*THE PROBLEM:*
Pull out every line of the listing below that contains the word "shovel". Case matters.

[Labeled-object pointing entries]

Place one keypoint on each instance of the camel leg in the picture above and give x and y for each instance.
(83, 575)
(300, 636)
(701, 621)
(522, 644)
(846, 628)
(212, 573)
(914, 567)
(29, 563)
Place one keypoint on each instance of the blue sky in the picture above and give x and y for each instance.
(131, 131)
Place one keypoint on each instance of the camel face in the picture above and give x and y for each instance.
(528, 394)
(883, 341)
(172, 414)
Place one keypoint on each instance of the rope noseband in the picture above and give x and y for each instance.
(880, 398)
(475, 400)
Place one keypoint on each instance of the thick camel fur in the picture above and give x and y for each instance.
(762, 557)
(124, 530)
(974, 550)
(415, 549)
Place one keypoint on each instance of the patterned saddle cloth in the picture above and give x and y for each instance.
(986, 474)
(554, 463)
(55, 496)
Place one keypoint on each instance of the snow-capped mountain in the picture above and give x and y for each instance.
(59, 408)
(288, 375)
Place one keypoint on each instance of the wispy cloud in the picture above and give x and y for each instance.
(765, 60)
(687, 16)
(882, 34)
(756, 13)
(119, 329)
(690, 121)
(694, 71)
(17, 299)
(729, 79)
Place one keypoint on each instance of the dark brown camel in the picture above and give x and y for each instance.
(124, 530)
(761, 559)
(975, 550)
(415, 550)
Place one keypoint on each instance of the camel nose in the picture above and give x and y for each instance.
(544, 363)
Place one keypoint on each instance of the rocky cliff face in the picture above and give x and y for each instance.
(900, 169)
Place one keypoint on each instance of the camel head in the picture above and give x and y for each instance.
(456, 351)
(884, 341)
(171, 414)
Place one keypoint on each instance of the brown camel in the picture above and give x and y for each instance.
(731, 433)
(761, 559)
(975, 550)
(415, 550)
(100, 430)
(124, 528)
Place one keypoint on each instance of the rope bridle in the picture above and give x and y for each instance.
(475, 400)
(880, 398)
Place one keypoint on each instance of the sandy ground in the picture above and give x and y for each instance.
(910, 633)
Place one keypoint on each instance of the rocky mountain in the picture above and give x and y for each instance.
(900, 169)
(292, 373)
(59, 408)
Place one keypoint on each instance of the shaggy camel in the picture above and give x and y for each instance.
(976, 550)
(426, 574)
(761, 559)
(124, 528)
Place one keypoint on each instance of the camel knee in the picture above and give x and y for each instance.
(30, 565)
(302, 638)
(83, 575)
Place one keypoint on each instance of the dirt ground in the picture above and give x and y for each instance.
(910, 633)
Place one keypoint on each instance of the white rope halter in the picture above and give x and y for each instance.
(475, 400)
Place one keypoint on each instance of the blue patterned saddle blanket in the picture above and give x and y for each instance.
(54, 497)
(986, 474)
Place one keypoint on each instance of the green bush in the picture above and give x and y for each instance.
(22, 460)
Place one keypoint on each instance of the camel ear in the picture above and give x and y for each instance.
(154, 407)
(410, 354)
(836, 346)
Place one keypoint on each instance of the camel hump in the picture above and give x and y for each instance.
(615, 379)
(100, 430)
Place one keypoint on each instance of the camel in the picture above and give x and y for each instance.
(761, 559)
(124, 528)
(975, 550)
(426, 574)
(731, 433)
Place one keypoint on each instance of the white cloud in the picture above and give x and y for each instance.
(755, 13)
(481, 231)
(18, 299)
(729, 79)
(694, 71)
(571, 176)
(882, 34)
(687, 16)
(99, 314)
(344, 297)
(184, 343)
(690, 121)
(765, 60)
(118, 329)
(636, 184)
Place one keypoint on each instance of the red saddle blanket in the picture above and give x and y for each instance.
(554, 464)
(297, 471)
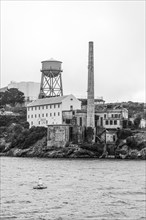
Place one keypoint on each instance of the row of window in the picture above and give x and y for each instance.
(43, 115)
(40, 123)
(113, 116)
(111, 122)
(44, 107)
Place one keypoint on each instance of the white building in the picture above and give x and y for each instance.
(142, 123)
(48, 111)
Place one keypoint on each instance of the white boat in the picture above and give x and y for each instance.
(40, 185)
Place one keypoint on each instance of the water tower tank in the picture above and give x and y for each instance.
(51, 65)
(51, 81)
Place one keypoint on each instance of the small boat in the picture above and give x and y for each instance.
(40, 185)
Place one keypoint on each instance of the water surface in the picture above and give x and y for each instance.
(76, 189)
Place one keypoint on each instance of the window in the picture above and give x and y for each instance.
(111, 122)
(115, 122)
(80, 121)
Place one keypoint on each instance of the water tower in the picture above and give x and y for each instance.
(51, 81)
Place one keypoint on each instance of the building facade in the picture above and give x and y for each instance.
(111, 118)
(108, 118)
(48, 111)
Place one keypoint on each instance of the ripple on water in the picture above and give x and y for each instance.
(76, 189)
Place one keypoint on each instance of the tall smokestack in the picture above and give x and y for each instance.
(90, 94)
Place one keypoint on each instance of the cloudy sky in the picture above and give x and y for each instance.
(33, 31)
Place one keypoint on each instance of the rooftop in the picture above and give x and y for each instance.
(46, 101)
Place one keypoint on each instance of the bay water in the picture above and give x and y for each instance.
(76, 189)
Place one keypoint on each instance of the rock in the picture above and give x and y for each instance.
(124, 150)
(134, 154)
(137, 141)
(143, 153)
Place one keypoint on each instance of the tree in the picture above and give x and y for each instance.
(11, 96)
(137, 121)
(2, 99)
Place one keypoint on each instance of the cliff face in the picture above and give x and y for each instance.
(20, 142)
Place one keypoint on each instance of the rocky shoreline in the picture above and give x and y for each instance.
(132, 147)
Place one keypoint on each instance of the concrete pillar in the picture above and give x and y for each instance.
(90, 94)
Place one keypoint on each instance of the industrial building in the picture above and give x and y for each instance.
(49, 111)
(66, 116)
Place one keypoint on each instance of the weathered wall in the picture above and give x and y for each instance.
(57, 135)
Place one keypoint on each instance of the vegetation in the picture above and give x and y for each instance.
(23, 138)
(89, 134)
(12, 97)
(7, 120)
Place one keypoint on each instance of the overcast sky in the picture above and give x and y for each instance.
(33, 31)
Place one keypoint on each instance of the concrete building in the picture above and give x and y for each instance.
(49, 111)
(108, 118)
(111, 118)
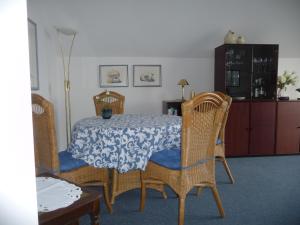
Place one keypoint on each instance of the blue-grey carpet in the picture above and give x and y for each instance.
(266, 192)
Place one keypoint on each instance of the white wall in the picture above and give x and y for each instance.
(85, 84)
(18, 203)
(290, 64)
(84, 69)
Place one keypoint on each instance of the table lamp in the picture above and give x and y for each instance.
(182, 83)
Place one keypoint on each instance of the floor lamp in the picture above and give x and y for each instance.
(66, 59)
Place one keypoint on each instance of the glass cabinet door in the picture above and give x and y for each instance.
(264, 72)
(238, 67)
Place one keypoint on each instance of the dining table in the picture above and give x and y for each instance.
(125, 141)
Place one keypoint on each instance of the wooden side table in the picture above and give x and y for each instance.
(89, 203)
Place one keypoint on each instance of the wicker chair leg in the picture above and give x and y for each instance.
(199, 191)
(228, 170)
(106, 198)
(181, 200)
(114, 186)
(218, 200)
(143, 196)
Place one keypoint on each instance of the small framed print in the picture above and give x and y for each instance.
(147, 75)
(113, 75)
(33, 55)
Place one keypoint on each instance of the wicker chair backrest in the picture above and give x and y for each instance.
(228, 99)
(45, 146)
(201, 122)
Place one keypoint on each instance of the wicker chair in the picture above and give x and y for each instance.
(193, 164)
(220, 147)
(47, 159)
(121, 182)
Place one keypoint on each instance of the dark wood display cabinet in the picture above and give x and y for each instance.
(288, 127)
(250, 128)
(248, 73)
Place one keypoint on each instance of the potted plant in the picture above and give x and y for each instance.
(287, 78)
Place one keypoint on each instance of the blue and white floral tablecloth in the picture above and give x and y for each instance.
(124, 142)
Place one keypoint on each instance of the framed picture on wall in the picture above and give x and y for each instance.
(147, 75)
(33, 55)
(113, 75)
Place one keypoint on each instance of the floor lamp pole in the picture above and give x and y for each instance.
(67, 87)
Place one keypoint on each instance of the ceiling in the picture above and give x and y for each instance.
(169, 28)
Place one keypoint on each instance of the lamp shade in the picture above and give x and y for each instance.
(183, 82)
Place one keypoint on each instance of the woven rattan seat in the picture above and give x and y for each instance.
(201, 122)
(121, 182)
(46, 154)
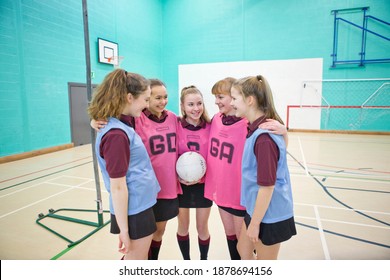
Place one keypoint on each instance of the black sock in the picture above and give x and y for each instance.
(154, 250)
(204, 247)
(184, 244)
(232, 245)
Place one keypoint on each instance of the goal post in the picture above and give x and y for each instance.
(342, 105)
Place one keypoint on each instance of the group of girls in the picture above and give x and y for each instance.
(145, 192)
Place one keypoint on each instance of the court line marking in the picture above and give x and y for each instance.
(41, 200)
(52, 183)
(341, 208)
(303, 156)
(342, 222)
(322, 235)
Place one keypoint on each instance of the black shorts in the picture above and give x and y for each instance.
(166, 209)
(274, 233)
(234, 212)
(140, 225)
(193, 197)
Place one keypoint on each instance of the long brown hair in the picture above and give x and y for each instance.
(258, 87)
(193, 90)
(110, 96)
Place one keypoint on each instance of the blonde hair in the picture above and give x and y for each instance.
(193, 90)
(223, 86)
(110, 96)
(258, 87)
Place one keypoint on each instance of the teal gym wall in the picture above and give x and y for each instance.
(42, 49)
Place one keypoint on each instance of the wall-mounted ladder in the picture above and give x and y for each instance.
(362, 60)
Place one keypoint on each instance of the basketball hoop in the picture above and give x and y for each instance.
(115, 60)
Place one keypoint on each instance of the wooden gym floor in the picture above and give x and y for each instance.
(341, 187)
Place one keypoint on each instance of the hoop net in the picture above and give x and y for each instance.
(327, 105)
(115, 60)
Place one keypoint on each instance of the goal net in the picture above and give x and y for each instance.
(355, 105)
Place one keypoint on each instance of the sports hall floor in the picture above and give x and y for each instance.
(341, 188)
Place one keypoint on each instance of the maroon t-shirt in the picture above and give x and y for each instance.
(115, 149)
(267, 155)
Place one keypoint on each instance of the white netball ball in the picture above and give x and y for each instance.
(191, 166)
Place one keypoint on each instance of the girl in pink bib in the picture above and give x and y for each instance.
(193, 135)
(223, 177)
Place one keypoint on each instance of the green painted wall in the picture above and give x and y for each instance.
(42, 45)
(202, 31)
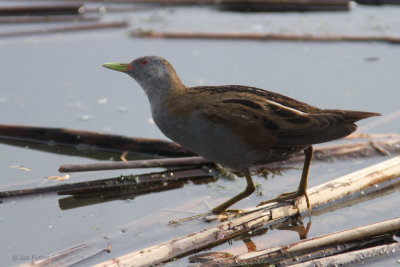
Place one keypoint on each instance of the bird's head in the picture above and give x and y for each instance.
(154, 74)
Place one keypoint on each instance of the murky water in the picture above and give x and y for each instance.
(58, 81)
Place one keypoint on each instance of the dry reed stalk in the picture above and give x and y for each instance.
(257, 217)
(150, 163)
(326, 153)
(264, 36)
(270, 255)
(354, 257)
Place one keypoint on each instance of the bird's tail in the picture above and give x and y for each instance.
(352, 115)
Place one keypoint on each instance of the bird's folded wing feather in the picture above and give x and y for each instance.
(264, 123)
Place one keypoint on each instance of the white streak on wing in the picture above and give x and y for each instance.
(240, 115)
(285, 107)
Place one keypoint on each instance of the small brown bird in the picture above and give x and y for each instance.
(237, 126)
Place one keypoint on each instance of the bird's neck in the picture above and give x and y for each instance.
(166, 85)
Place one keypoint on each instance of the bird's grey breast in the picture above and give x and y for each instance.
(208, 139)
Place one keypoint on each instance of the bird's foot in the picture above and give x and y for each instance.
(288, 196)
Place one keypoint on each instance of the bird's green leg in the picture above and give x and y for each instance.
(302, 190)
(248, 191)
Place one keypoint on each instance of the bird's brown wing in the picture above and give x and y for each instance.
(263, 123)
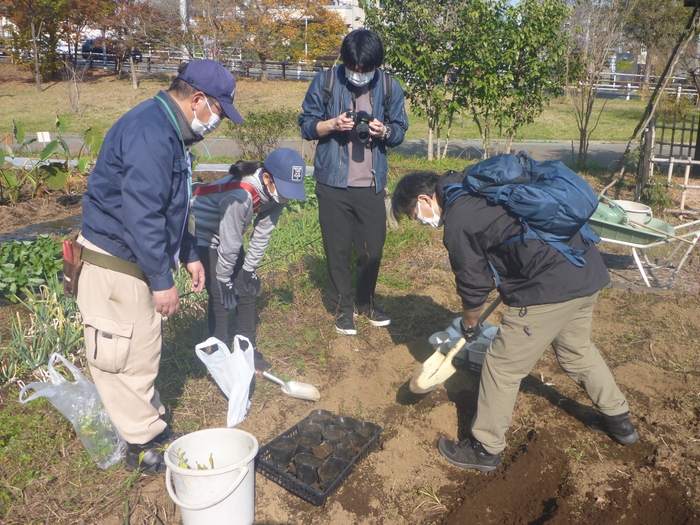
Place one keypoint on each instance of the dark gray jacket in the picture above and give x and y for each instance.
(531, 272)
(331, 160)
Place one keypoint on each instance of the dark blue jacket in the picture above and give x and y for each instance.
(531, 272)
(137, 195)
(331, 160)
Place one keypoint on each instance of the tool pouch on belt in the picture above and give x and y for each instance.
(72, 264)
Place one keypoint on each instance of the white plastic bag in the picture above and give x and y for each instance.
(232, 371)
(80, 403)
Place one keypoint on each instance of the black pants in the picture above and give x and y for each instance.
(352, 219)
(217, 315)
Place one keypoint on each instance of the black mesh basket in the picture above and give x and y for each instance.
(303, 490)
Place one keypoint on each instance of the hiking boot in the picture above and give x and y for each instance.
(469, 453)
(344, 325)
(259, 361)
(148, 457)
(619, 427)
(377, 317)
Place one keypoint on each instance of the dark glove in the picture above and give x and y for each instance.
(228, 294)
(251, 282)
(470, 333)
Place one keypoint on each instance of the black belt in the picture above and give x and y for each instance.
(113, 263)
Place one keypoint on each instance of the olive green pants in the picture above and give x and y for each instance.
(524, 336)
(122, 347)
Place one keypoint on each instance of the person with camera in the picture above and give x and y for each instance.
(223, 211)
(355, 111)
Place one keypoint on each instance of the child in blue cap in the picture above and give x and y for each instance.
(253, 192)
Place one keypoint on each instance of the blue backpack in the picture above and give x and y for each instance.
(552, 202)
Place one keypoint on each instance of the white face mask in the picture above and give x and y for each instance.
(435, 221)
(359, 79)
(200, 127)
(276, 196)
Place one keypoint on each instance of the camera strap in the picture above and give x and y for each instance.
(328, 81)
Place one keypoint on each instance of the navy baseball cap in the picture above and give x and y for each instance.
(287, 168)
(210, 77)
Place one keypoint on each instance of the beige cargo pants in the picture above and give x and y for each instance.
(122, 346)
(524, 336)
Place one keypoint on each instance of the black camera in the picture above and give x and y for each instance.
(361, 120)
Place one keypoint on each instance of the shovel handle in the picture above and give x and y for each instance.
(272, 378)
(485, 314)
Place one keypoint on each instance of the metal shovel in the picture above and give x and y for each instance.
(295, 388)
(438, 368)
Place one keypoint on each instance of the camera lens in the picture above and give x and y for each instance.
(362, 131)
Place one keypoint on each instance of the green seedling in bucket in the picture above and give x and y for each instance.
(182, 461)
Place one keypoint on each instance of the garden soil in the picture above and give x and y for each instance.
(555, 471)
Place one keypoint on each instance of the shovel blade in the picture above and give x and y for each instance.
(434, 371)
(301, 391)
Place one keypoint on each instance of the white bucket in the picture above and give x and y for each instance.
(215, 495)
(636, 211)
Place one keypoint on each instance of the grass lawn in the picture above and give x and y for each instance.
(104, 98)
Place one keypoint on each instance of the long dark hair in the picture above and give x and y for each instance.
(242, 168)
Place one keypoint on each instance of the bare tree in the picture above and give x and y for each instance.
(595, 28)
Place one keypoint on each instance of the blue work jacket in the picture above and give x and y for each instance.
(331, 160)
(137, 197)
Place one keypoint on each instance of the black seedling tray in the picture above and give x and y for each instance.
(294, 485)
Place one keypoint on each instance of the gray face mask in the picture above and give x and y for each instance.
(358, 79)
(435, 221)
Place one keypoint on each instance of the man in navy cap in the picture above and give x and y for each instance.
(135, 230)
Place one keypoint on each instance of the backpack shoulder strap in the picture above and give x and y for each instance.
(209, 189)
(387, 84)
(328, 78)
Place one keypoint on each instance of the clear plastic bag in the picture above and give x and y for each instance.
(232, 371)
(80, 403)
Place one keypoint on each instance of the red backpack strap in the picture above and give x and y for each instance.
(210, 189)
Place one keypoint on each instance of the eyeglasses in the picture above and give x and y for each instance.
(212, 102)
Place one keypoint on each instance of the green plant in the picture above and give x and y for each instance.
(27, 264)
(261, 131)
(54, 325)
(183, 460)
(576, 451)
(44, 172)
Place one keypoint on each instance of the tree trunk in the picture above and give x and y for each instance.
(263, 68)
(132, 71)
(37, 70)
(430, 139)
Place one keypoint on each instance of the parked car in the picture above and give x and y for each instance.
(95, 47)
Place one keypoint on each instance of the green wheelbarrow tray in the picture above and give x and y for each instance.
(610, 221)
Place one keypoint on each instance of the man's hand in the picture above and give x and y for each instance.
(251, 281)
(196, 270)
(470, 333)
(228, 294)
(377, 129)
(343, 122)
(167, 301)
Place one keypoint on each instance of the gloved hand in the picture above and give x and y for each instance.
(229, 297)
(470, 333)
(251, 281)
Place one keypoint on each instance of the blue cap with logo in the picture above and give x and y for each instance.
(288, 169)
(210, 77)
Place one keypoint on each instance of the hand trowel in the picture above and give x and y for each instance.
(295, 388)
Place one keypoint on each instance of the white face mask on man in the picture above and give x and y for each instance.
(435, 221)
(359, 79)
(200, 127)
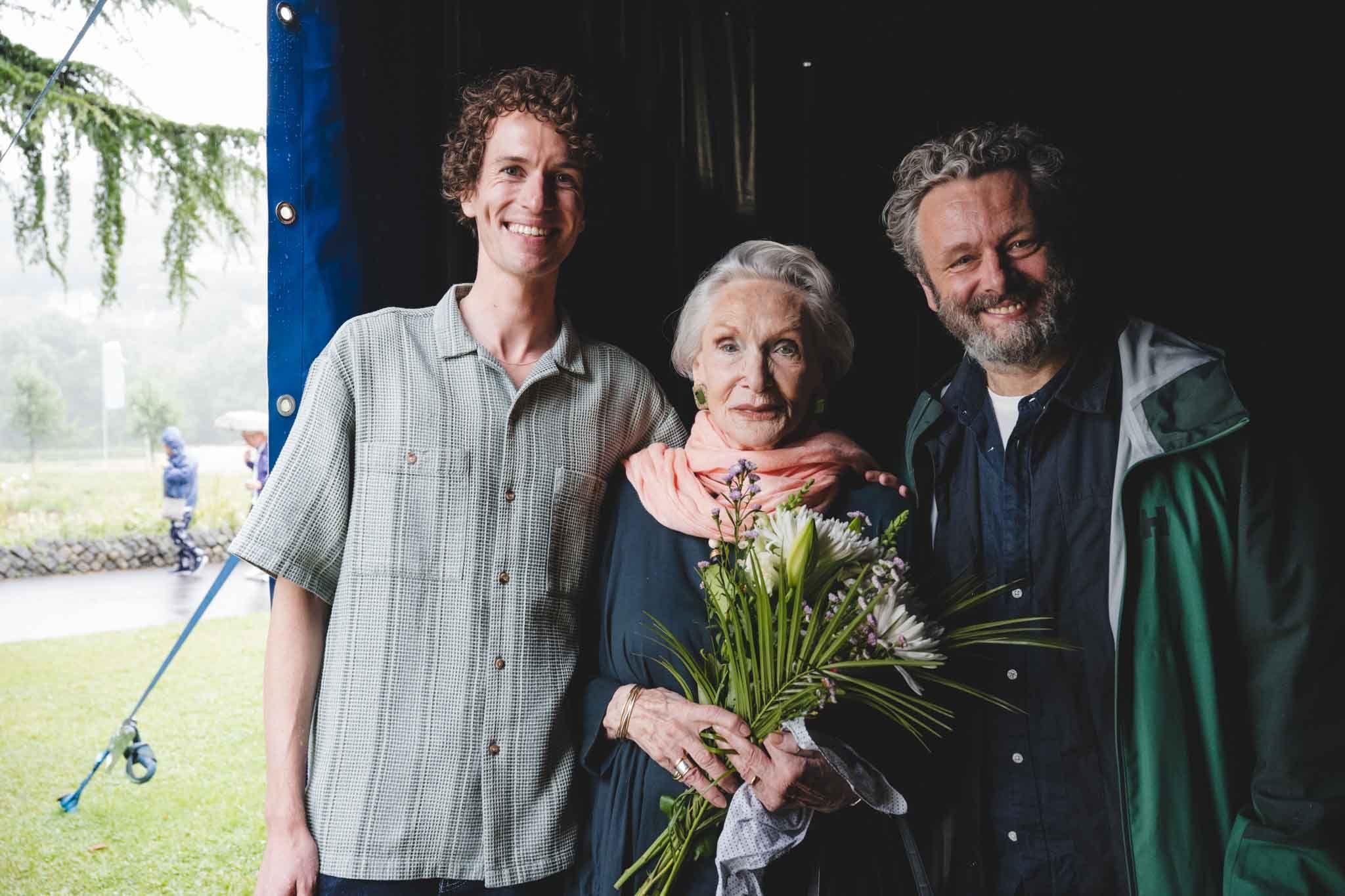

*EXERCISE RESPONSE:*
Place one keypoint on each instance of the shovel handle in the picture above and give x and y for each instance.
Place one keypoint on each instance of the metal shovel in the picture above and give x and y for each instance.
Place one keypoint on each instance of the shovel blade in the picture above and give x and y for each instance.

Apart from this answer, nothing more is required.